| AIM OF THE TASK |
Copy out every line of the rows below that contains the string "segment". Case counts.

| ENTRIES |
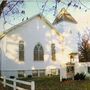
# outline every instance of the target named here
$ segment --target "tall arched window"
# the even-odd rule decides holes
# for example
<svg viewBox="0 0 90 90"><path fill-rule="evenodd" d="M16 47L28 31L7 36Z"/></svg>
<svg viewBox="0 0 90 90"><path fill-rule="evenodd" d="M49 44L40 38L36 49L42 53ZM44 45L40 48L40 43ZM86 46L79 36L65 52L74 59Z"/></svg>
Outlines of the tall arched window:
<svg viewBox="0 0 90 90"><path fill-rule="evenodd" d="M44 60L44 50L40 43L35 45L34 48L34 60L35 61L43 61Z"/></svg>
<svg viewBox="0 0 90 90"><path fill-rule="evenodd" d="M19 41L19 61L24 61L24 41Z"/></svg>
<svg viewBox="0 0 90 90"><path fill-rule="evenodd" d="M55 44L51 44L51 57L53 61L56 61L56 50L55 50Z"/></svg>

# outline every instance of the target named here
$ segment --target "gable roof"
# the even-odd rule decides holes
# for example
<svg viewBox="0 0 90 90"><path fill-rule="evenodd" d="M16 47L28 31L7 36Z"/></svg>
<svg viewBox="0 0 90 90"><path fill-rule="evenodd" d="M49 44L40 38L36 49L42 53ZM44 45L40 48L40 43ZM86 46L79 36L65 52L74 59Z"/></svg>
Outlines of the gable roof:
<svg viewBox="0 0 90 90"><path fill-rule="evenodd" d="M29 18L28 20L25 20L25 21L23 21L23 22L15 25L15 26L11 27L10 29L2 32L2 34L0 35L0 40L1 40L4 36L6 36L9 32L13 31L15 28L18 28L19 26L21 26L21 25L23 25L23 24L25 24L25 23L33 20L33 19L36 18L36 17L40 17L40 18L45 22L45 24L47 24L51 29L53 29L53 30L56 32L56 34L57 34L58 36L60 36L60 37L63 38L62 34L61 34L60 32L58 32L58 30L40 13L40 14L37 14L37 15L33 16L32 18Z"/></svg>
<svg viewBox="0 0 90 90"><path fill-rule="evenodd" d="M65 8L62 8L61 11L59 12L59 14L56 16L53 24L57 24L59 22L62 21L68 21L68 22L72 22L72 23L77 23L77 21L71 16L70 13L67 12L67 10Z"/></svg>

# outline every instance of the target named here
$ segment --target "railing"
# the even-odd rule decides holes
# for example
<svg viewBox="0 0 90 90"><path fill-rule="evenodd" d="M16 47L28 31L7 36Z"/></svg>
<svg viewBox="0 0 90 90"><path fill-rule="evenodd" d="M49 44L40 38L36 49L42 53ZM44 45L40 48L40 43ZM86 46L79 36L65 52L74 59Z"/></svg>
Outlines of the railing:
<svg viewBox="0 0 90 90"><path fill-rule="evenodd" d="M24 85L29 85L31 87L30 90L35 90L35 82L34 81L26 82L26 81L22 81L22 80L16 80L16 78L10 79L10 78L5 78L5 77L1 77L1 79L3 79L2 83L3 83L4 87L6 87L6 85L7 85L9 87L12 87L13 90L17 90L17 89L18 90L29 90L29 89L24 89L24 88L21 88L21 87L17 86L16 83L20 83L20 84L24 84ZM13 84L7 83L7 80L13 82Z"/></svg>

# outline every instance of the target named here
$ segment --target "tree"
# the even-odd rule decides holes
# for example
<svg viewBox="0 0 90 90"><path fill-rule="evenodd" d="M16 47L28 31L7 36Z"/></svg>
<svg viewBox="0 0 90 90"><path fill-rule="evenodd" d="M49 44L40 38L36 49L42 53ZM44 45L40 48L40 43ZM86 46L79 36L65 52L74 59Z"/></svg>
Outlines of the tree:
<svg viewBox="0 0 90 90"><path fill-rule="evenodd" d="M90 31L84 33L78 44L79 61L90 62Z"/></svg>
<svg viewBox="0 0 90 90"><path fill-rule="evenodd" d="M7 0L3 0L0 4L0 16L1 16L4 8L6 7L6 5L7 5Z"/></svg>
<svg viewBox="0 0 90 90"><path fill-rule="evenodd" d="M25 2L27 1L28 3L35 2L37 8L40 10L40 12L42 12L42 14L43 13L45 14L45 12L52 13L53 16L56 16L59 6L62 5L64 5L66 9L68 9L71 6L73 8L84 9L85 12L87 10L90 10L90 8L87 7L85 3L81 0L2 0L0 4L0 16L4 18L4 24L6 23L10 24L10 22L8 21L8 16L10 15L11 16L12 15L14 16L16 14L24 15L25 9L22 8L20 10L20 6L24 5ZM49 4L50 2L53 4ZM28 17L23 17L23 18L28 18ZM23 18L21 18L22 21Z"/></svg>

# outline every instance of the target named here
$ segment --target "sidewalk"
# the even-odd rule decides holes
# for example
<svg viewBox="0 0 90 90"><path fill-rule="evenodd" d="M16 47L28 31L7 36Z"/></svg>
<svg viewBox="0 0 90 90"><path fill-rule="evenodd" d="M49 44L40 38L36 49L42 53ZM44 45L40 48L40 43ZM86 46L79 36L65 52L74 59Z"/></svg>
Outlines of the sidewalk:
<svg viewBox="0 0 90 90"><path fill-rule="evenodd" d="M0 83L0 90L5 90L1 83Z"/></svg>

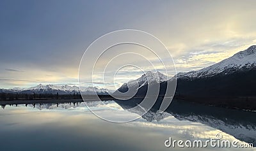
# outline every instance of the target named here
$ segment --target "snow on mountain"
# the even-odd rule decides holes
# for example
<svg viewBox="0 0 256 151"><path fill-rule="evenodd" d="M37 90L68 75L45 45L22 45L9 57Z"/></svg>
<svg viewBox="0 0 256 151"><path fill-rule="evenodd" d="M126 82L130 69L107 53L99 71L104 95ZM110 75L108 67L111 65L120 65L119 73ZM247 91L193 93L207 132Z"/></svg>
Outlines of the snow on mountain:
<svg viewBox="0 0 256 151"><path fill-rule="evenodd" d="M138 83L139 86L138 88L140 88L146 83L150 84L152 82L160 83L168 80L169 80L169 78L167 76L161 73L159 71L157 71L156 73L147 71L140 78L135 80L129 81L127 83L124 83L121 87L127 87L128 85L129 87L134 87L137 85Z"/></svg>
<svg viewBox="0 0 256 151"><path fill-rule="evenodd" d="M96 87L80 87L81 91L84 92L84 94L93 94L94 92L100 94L106 94L107 93L112 93L113 90L108 90L106 89L100 89ZM35 87L29 88L19 88L15 87L8 90L3 90L4 92L35 92L36 93L51 93L51 92L59 92L59 94L69 94L74 92L79 92L79 87L74 85L70 86L68 85L42 85L39 84Z"/></svg>
<svg viewBox="0 0 256 151"><path fill-rule="evenodd" d="M192 71L188 73L179 73L177 75L177 77L192 78L209 77L225 71L228 71L228 69L239 70L244 68L251 68L255 66L256 45L253 45L244 51L236 54L232 57L200 70Z"/></svg>

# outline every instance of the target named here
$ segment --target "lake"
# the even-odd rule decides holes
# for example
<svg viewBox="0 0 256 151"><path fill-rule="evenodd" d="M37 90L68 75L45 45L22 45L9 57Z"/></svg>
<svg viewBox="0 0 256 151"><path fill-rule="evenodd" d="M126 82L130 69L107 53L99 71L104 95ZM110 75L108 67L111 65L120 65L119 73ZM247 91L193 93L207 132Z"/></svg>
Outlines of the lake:
<svg viewBox="0 0 256 151"><path fill-rule="evenodd" d="M89 103L106 117L122 110L114 101ZM138 116L124 111L124 116ZM125 123L108 122L84 103L6 105L0 110L1 150L256 150L255 148L166 147L175 140L210 139L256 144L256 113L173 101L166 111L150 110ZM216 138L216 134L221 139ZM168 143L170 141L168 141Z"/></svg>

| EXERCISE SOLUTION |
$ segment --target "tall arched window"
$ segment --target "gable roof"
$ segment --target "railing"
$ segment --target "tree"
$ segment --target "sidewalk"
$ segment --target "snow on mountain"
$ segment --target "lake"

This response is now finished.